▶

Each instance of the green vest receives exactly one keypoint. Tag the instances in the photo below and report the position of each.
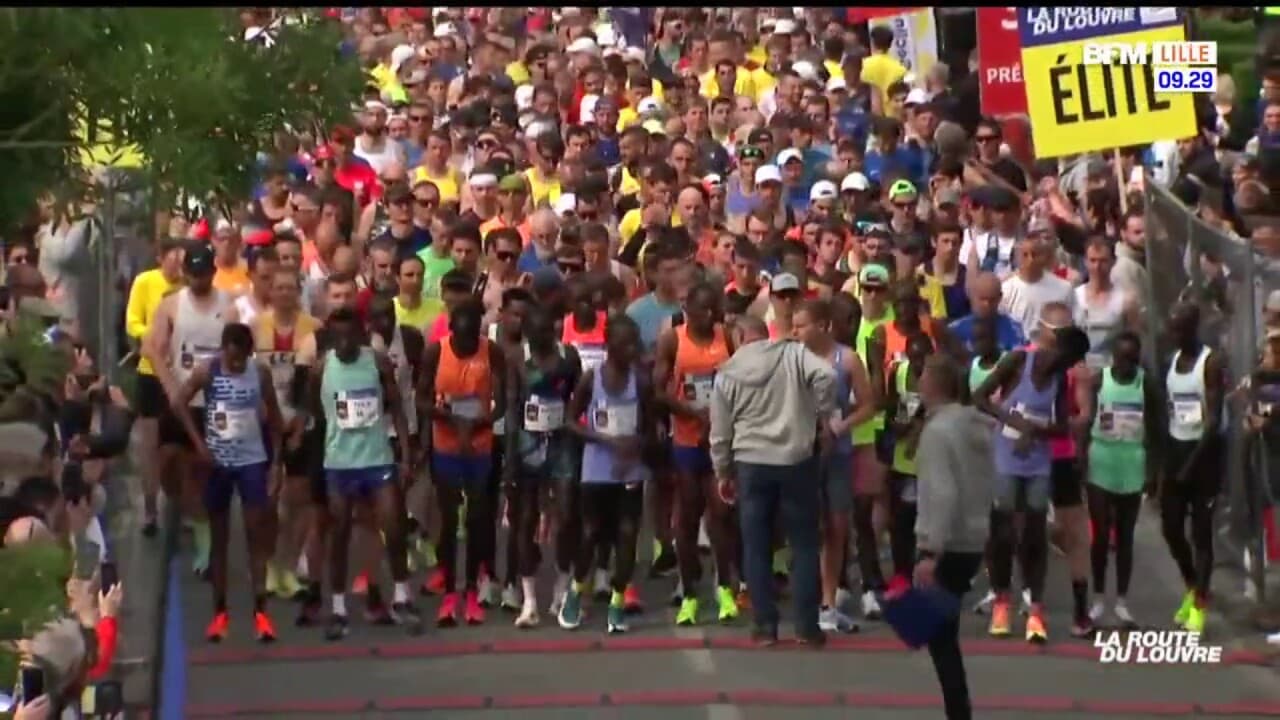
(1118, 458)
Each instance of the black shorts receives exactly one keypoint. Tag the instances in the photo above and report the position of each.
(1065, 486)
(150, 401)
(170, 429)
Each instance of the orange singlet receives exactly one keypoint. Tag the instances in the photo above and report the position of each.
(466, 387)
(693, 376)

◀

Output every line of text from the entries above as a JSON list of strings, one string per line, with blank lines left out. Leave the pictures out.

[
  "Each instance of the green vest receives exactly one keypoint. Tag the instances in the photo below and report the position of each.",
  "(1118, 458)",
  "Each instance of the black shorts receives exactly one keypoint. Tag the instances in the photo above and report the position of each.",
  "(1065, 486)",
  "(150, 401)",
  "(170, 429)",
  "Each instance of the orange singlet receives exactly one keypoint. Tag the instances in the photo above and report the position of each.",
  "(466, 387)",
  "(693, 376)"
]